#### [Material provided]
>>>
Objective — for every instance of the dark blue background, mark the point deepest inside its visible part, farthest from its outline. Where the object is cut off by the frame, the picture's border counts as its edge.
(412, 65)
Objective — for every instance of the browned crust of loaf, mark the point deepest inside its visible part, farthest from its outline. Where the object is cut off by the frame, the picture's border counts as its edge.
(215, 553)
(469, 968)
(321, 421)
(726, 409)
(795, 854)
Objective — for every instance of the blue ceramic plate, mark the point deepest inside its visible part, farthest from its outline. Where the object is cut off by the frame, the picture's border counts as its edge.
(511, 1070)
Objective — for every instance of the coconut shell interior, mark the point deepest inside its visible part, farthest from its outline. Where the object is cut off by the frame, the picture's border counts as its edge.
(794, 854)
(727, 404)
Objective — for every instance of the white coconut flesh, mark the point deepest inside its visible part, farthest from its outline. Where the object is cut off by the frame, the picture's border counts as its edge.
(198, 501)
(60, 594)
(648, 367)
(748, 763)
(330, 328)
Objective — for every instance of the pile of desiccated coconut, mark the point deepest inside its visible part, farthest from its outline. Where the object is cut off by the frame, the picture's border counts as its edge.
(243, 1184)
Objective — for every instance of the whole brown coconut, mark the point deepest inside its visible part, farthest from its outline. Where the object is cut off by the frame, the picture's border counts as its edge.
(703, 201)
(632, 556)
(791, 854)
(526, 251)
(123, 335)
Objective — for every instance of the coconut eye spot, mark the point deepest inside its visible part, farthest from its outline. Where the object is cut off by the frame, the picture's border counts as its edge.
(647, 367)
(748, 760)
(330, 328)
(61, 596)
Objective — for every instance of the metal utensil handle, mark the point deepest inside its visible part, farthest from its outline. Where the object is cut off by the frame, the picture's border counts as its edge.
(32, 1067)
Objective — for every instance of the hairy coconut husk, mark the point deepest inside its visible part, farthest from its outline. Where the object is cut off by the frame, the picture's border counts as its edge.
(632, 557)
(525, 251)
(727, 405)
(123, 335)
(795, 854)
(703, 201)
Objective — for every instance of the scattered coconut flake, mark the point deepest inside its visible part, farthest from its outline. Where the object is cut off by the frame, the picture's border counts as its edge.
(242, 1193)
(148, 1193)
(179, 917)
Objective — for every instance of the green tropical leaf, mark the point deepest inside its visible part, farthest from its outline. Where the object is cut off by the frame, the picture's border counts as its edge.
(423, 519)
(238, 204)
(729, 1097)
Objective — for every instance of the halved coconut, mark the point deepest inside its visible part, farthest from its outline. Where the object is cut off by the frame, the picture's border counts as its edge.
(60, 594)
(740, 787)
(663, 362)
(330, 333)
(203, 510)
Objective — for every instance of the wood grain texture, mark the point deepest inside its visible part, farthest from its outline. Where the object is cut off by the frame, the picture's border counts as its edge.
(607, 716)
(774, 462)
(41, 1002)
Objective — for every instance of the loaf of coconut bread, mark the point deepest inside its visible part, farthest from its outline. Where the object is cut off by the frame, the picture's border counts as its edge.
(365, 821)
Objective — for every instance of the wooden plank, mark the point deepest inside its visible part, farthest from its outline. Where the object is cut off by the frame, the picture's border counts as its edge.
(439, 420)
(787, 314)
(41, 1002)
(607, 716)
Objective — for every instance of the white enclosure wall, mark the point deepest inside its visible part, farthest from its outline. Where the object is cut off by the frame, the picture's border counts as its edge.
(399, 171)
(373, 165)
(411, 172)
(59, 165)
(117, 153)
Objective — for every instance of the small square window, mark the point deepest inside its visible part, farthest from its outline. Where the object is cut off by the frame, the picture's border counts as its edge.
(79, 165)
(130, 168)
<<<
>>>
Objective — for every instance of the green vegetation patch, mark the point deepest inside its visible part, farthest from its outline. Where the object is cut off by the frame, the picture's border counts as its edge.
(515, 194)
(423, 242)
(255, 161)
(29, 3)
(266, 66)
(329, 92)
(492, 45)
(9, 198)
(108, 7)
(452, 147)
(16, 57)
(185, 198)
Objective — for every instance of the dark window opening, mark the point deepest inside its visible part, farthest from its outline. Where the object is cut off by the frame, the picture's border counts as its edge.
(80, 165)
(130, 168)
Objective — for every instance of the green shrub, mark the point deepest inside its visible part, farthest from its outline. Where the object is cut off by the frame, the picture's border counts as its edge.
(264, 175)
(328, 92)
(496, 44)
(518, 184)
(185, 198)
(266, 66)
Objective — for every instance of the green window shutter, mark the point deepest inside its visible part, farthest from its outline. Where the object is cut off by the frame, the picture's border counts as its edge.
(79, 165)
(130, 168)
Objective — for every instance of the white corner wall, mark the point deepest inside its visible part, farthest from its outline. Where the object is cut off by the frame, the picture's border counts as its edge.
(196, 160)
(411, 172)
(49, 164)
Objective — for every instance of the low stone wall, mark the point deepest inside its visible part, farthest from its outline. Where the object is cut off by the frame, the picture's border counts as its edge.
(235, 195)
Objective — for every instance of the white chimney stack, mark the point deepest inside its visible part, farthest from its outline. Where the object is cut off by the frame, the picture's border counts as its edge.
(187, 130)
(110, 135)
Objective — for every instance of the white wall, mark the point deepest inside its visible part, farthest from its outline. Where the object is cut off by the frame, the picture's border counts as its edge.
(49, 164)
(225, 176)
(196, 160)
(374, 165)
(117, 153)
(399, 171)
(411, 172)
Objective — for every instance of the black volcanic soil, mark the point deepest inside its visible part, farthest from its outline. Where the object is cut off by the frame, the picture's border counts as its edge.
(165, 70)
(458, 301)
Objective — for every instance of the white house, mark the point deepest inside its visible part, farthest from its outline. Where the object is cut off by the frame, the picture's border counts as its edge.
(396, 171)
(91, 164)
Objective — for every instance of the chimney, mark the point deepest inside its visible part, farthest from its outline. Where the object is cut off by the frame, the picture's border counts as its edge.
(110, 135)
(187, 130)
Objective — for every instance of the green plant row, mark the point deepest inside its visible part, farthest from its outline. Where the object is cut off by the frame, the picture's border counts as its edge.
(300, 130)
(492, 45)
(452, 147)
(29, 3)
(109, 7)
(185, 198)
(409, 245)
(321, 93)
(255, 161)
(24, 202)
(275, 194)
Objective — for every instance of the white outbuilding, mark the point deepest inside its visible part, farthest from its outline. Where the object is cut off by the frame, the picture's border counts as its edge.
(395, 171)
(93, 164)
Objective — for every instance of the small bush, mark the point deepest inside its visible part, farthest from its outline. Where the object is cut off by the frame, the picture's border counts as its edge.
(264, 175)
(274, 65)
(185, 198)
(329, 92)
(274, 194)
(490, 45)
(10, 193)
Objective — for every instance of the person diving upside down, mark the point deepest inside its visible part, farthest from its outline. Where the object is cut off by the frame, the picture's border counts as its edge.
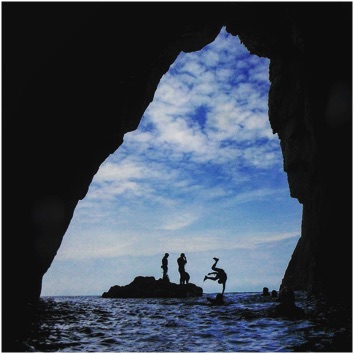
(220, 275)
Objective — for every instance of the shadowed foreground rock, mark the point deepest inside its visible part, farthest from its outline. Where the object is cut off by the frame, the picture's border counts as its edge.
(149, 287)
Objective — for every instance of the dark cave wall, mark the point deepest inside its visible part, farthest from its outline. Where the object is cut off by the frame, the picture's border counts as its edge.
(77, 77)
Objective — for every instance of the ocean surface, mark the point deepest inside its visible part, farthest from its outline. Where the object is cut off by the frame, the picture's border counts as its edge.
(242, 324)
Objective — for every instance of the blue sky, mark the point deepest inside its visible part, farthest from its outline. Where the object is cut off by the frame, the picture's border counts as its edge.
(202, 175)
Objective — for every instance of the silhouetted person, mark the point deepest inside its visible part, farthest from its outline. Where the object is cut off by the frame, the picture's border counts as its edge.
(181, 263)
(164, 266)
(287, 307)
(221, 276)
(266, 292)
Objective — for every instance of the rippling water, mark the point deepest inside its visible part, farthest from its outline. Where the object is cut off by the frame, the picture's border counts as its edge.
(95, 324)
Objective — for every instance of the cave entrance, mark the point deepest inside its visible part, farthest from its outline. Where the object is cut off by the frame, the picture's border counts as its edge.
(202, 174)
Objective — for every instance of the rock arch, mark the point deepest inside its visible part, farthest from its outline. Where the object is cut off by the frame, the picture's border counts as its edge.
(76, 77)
<<<
>>>
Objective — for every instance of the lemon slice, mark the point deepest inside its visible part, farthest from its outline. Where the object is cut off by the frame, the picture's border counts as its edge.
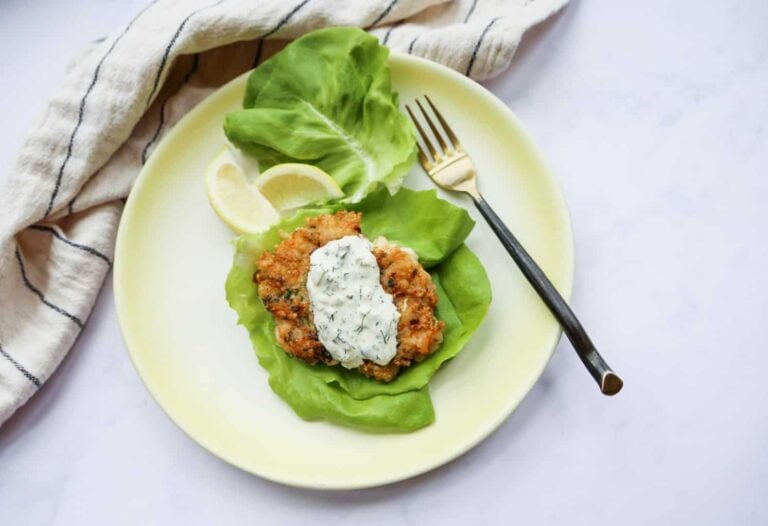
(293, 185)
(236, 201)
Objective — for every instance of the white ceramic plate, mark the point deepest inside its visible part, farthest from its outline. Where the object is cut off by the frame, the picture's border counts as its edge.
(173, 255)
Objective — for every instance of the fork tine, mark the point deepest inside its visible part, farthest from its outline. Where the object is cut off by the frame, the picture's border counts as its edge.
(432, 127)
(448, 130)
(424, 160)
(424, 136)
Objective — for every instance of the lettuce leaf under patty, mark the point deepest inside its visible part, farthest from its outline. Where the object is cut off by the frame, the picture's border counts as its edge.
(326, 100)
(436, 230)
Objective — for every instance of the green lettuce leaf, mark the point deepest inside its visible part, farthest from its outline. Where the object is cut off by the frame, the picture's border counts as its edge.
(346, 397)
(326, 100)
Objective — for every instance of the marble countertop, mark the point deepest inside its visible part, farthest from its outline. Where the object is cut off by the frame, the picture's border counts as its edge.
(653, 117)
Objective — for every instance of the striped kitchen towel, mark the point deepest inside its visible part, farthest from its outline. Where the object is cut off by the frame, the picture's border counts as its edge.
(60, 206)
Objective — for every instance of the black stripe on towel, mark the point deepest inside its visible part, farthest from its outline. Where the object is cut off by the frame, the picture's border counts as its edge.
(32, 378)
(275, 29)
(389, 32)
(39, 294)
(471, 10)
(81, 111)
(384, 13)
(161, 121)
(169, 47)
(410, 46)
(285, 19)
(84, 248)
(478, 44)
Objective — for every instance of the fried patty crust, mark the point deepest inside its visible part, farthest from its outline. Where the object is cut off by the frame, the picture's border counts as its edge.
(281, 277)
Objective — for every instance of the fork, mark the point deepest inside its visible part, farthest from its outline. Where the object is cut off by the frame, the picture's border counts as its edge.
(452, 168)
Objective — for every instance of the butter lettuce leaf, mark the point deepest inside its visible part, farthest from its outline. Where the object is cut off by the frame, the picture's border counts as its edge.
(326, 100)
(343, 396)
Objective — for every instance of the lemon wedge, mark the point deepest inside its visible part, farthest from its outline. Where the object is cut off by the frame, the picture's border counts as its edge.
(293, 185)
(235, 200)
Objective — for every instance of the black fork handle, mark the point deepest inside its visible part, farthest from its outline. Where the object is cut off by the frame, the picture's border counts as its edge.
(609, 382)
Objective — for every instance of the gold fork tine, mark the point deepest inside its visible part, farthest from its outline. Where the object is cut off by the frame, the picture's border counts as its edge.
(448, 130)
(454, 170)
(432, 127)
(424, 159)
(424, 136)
<<<
#### [Short problem]
Pull out every line in the rows above that contains the word "crust", and copy each one in full.

#### [Solution below]
Objective — for every instance of the browned crust of loaf, mark the point deepest inside its visible part, farthest from its outline. Where the object is cut off by the frame, the picture's border counts as its edge.
Objective — for every instance of the fried patty crust, mark the point deepest inside its visible part, farthest from its outline. Where the object is cut off by the frame, the picture's border counts as its edge.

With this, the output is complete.